Set problem: In the listing, from its first line through the line containing "x=318, y=206", change every "put a pin on" to "place a marker on" and leave everything else as it is.

(Part of a data file)
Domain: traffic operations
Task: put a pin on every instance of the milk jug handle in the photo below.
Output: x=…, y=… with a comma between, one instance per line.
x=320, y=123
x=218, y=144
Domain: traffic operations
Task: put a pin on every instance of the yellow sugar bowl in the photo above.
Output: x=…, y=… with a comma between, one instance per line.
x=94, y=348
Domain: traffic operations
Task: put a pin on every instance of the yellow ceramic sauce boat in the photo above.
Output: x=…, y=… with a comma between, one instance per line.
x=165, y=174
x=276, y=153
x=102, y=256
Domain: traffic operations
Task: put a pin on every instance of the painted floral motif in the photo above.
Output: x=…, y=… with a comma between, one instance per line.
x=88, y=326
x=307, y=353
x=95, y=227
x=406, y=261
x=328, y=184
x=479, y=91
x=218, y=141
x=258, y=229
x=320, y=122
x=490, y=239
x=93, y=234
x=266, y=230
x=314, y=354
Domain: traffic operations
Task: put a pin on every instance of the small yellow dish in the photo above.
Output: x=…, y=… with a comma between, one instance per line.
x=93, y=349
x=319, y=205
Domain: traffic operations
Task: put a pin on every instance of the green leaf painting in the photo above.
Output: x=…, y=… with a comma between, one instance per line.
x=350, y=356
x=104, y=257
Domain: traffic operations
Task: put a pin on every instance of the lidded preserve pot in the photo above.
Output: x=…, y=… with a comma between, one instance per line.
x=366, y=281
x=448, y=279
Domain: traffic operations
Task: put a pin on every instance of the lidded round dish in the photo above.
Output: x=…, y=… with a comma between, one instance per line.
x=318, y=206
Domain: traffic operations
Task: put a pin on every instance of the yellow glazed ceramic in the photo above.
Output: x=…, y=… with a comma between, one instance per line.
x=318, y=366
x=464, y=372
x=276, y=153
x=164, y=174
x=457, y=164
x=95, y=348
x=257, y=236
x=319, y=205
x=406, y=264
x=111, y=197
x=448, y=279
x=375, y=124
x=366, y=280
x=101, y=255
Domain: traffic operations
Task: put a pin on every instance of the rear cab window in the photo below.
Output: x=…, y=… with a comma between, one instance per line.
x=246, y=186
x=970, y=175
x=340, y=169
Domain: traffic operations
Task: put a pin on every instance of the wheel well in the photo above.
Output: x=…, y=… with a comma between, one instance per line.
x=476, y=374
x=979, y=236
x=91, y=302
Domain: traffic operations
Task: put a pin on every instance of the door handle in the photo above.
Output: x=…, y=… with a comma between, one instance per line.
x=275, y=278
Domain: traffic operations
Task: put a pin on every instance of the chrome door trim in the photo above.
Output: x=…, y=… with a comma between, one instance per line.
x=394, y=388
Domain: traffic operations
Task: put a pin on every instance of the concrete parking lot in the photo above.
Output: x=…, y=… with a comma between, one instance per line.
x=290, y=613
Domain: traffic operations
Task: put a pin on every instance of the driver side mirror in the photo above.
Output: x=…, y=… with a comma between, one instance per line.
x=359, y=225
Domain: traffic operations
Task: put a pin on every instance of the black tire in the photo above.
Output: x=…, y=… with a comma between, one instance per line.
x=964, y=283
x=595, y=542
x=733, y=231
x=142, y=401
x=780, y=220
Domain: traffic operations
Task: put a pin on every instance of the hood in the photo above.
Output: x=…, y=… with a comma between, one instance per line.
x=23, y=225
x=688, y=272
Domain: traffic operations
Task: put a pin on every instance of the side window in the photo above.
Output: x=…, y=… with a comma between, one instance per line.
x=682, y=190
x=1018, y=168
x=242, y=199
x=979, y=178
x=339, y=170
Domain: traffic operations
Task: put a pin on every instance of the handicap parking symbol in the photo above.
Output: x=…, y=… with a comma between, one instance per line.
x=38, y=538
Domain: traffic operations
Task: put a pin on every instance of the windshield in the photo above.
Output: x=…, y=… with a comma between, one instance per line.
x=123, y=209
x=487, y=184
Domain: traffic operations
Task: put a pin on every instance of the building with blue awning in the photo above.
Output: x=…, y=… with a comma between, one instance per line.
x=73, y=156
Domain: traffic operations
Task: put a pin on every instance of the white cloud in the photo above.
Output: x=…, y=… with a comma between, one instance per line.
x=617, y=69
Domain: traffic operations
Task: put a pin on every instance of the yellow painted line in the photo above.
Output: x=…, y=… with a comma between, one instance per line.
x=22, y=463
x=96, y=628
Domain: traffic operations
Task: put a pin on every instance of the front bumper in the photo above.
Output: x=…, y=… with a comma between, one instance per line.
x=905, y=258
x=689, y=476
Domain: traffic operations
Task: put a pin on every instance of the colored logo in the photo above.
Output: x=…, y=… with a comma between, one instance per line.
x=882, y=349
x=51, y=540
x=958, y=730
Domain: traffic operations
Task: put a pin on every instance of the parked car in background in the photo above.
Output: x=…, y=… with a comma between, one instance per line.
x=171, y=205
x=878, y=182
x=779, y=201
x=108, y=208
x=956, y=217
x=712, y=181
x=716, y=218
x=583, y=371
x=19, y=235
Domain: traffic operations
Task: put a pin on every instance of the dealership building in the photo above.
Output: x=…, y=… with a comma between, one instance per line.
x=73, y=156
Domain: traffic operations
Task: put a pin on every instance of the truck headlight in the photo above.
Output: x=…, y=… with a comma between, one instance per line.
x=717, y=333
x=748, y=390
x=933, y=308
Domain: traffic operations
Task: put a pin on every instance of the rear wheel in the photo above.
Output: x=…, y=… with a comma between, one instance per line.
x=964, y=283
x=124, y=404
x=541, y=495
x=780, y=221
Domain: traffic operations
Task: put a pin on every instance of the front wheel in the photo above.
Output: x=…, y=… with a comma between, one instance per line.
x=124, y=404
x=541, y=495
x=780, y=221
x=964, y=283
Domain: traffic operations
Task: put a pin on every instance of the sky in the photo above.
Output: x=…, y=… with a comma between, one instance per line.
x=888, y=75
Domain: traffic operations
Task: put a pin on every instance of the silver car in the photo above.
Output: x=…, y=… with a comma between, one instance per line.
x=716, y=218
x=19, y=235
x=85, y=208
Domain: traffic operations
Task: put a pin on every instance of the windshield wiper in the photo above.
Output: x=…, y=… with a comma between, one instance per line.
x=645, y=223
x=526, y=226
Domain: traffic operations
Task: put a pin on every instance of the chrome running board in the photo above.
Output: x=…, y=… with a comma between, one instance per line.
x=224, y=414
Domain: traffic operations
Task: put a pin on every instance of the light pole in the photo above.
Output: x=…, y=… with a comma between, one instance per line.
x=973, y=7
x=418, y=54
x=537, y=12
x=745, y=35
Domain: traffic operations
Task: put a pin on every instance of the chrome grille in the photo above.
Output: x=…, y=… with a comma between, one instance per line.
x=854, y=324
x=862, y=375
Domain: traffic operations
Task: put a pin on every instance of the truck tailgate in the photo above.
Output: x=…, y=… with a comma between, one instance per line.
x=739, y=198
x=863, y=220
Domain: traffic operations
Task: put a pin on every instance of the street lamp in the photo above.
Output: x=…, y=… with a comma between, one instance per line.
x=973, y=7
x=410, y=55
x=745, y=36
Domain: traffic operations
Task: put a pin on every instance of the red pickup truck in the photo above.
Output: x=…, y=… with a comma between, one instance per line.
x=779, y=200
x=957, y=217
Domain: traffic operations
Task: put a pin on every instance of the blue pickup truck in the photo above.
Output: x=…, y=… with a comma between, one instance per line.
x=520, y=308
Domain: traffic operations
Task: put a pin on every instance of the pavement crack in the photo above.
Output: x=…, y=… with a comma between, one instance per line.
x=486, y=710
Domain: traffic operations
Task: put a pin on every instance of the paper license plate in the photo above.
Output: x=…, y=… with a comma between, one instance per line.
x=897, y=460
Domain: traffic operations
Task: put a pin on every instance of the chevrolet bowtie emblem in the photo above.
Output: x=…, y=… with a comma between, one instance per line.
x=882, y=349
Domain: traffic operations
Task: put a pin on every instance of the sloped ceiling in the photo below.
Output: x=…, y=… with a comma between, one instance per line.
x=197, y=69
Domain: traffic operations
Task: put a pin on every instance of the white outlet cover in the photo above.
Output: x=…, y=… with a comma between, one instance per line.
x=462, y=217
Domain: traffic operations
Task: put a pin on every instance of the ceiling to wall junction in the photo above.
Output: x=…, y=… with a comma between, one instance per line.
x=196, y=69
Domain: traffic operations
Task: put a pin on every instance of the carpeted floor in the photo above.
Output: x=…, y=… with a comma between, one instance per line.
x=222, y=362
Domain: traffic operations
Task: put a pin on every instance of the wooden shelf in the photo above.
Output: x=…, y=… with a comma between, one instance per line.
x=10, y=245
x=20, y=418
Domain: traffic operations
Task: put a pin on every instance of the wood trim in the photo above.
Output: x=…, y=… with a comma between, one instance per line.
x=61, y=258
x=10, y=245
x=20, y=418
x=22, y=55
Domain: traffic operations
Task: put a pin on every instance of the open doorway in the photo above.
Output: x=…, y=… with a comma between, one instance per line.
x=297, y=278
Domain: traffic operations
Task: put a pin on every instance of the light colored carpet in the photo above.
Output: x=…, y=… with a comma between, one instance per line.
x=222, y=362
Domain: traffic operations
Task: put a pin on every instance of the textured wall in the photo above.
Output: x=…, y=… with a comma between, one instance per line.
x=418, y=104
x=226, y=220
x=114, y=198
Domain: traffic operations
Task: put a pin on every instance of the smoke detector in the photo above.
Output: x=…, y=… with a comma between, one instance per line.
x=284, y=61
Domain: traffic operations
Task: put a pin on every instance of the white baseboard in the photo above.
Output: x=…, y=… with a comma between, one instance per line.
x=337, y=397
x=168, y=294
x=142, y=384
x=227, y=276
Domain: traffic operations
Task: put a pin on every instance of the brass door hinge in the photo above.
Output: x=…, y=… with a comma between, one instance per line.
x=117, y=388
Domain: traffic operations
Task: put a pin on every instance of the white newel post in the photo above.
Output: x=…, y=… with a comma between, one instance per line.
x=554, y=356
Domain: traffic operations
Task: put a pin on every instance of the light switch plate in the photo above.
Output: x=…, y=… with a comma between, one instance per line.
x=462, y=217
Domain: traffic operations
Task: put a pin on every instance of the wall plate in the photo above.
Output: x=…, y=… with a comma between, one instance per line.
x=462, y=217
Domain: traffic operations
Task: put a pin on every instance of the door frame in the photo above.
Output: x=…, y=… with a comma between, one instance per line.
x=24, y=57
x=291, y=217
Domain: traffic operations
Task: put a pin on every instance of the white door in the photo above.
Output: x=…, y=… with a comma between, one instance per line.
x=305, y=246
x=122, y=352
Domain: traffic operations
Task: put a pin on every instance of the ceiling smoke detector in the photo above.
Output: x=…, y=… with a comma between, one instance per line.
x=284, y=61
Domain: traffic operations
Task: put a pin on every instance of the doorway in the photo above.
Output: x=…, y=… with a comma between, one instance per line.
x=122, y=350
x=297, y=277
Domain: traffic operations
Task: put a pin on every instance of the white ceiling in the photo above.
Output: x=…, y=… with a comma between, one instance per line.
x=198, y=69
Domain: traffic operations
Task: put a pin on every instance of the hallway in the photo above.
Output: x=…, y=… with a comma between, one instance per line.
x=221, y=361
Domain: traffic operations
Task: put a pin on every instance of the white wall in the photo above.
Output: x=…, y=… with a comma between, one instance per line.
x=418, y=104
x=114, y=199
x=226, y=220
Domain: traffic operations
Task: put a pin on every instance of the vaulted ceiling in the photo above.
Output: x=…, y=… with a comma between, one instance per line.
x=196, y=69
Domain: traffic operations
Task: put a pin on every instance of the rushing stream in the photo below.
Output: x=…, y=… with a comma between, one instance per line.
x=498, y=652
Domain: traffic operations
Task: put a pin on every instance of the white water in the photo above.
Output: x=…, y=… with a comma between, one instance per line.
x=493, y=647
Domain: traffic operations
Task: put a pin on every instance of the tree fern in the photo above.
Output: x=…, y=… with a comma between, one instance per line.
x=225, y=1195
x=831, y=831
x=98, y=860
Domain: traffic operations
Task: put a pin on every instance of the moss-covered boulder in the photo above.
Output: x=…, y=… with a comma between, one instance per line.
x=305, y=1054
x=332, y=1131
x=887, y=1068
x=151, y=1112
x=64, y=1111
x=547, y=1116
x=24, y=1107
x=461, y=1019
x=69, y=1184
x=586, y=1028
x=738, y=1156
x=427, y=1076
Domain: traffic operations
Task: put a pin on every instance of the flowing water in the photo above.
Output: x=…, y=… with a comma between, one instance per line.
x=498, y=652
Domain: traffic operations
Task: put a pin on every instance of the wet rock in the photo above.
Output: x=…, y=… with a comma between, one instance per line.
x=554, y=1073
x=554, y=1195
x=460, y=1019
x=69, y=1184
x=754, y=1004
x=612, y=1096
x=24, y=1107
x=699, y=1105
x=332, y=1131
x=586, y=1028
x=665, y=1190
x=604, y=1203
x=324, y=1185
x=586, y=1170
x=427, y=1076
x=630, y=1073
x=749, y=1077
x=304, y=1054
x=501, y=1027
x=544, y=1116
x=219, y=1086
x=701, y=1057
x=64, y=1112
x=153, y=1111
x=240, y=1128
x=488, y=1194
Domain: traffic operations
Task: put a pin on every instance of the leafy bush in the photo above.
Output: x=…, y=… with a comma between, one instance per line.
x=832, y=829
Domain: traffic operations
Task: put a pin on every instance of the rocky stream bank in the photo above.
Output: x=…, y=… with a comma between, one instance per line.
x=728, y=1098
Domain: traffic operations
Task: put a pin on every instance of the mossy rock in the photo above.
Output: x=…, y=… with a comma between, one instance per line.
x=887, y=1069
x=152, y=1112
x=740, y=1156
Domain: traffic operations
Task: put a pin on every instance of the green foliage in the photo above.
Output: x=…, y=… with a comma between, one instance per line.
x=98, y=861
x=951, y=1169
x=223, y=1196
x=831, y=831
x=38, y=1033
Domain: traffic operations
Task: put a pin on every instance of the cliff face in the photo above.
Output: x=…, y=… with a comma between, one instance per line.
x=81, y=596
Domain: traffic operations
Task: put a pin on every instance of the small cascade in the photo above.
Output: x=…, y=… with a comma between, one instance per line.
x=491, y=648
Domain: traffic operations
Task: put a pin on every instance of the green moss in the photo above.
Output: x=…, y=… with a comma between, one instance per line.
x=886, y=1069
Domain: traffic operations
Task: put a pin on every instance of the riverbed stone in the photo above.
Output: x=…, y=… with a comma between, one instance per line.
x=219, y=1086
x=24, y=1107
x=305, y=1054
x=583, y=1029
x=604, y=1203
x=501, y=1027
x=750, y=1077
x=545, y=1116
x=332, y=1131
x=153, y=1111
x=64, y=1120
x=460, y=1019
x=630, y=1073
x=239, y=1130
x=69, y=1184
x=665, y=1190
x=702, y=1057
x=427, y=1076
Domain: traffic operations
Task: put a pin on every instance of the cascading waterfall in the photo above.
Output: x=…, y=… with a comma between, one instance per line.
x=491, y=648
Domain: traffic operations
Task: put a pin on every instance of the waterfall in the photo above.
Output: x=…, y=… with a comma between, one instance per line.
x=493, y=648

Solution:
Domain: traffic operations
Task: place a marker on every instance of the milk jug handle in the photo below.
Output: x=…, y=… with a comma between, one instance per line.
x=320, y=123
x=218, y=144
Domain: traffic operations
Task: place a marker on every instance of the yellow sugar bowl in the photo above.
Output: x=…, y=… with a comma between, one instance per line.
x=94, y=348
Domain: traffic operations
Task: place a marker on every instance of the yellow ceramic sauce boat in the photo above.
Output: x=…, y=… with a comma between, one instance per line.
x=165, y=174
x=276, y=153
x=102, y=256
Domain: traffic operations
Task: place a marker on every instance of the painted floral motif in the photo above.
Output: x=…, y=… with a comma between, one instance per line.
x=88, y=326
x=307, y=353
x=95, y=227
x=406, y=261
x=328, y=184
x=479, y=91
x=218, y=141
x=258, y=229
x=320, y=122
x=490, y=239
x=93, y=234
x=266, y=230
x=314, y=354
Domain: traffic operations
Task: place a marker on every instance of the small yellow dish in the photo above.
Output: x=…, y=… with a comma between, one instance per line.
x=93, y=349
x=319, y=205
Domain: traffic operations
Task: place a marker on every instance of the green leaf painting in the photo above.
Output: x=…, y=… with a comma between, one instance per line.
x=350, y=356
x=104, y=257
Domain: traffic operations
Task: place a marker on every instance of the lidded preserve pot in the photo above.
Output: x=…, y=… with a comma between, one instance per line.
x=366, y=281
x=448, y=279
Domain: traffic operations
Task: place a marker on every instance of the lidded round dish in the photo above.
Output: x=…, y=… with a comma between, one instance per line.
x=318, y=206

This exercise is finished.